TEXT EXCERPT:
Segment Open

“Hey! How are you?”
Do they just mean in general or, like, cancer-wise? How deep are they looking to go? How long has it been since I’ve seen or talked to this person? Have they heard the latest update that I’m fine? Am I fine? I think I’m fine…
“Fine! How are you?”
This often leaves someone looking a little bewildered that I hadn’t answered them fully.
Crap. They wanted to know more…ok where are we at here….
“Yup, scans have been good so I can’t complain!”
“But how are you feeling?”
Now this is the question that really gets me. How am I feeling? I realize people ask because they care just like that’s why I ask them the same question. I just quite never know how deep to go.
Technically, I’m ok! I’m still here and comparatively, way better than I was a few years ago. But I’ve got some issues.
I get asked about the things that still affect me pretty often so I’ll try to give a full answer here. It’s not complaining or trying to garner sympathy, I think it’s just interesting to see where cancer is still affecting day to day life. These are all things I can adjust to, it’s just that this is life now.
Although cancer is not an immediate looming threat on my life at this moment, that’s not to say I can really ever get away from it. All throughout the day every single day I’m reminded, one way or another, that my life and my body are just different than they were 5 years ago.
So here’s the breakdown:
Brain. My brain just does not work the way it used to. Surely part of it is aging and part of it is having kids (….because they age you…), but most of it is due to my brain tumor, the radiation I had to my tumor, the radiation I had on the right side of my head that hit the lower side of my brain, and part of it is residual effects of oxygen loss during grand mal seizures. These side effects are mostly memory loss, difficulty thinking of the right words for things (very common things, like “cup”), and in general a slower processing time.

Segment Closed

EXERCISE DATA:
Segment Open

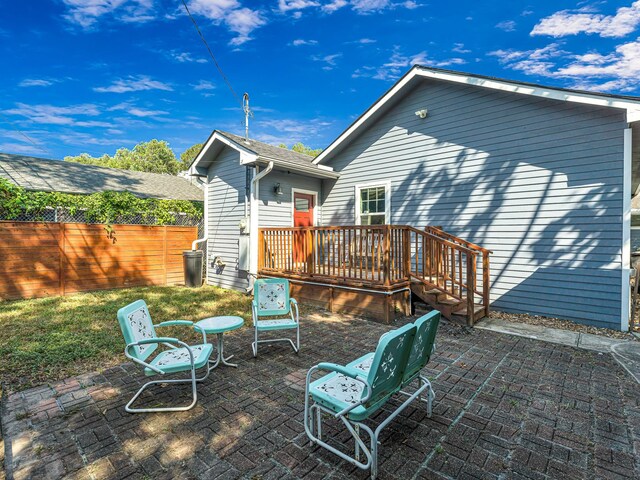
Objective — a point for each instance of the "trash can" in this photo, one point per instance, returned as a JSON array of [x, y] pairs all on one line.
[[192, 261]]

Segment Closed

TASKS TO PERFORM:
A – Reproduce the part of the post on life after cancer starting at "Do they just" and ending at "answered them fully.".
B – In the post on life after cancer, what very common word is given as an example of the words the writer has difficulty thinking of?

TASK RESULTS:
A –
Do they just mean in general or, like, cancer-wise? How deep are they looking to go? How long has it been since I’ve seen or talked to this person? Have they heard the latest update that I’m fine? Am I fine? I think I’m fine…
“Fine! How are you?”
This often leaves someone looking a little bewildered that I hadn’t answered them fully.

B – "Cup."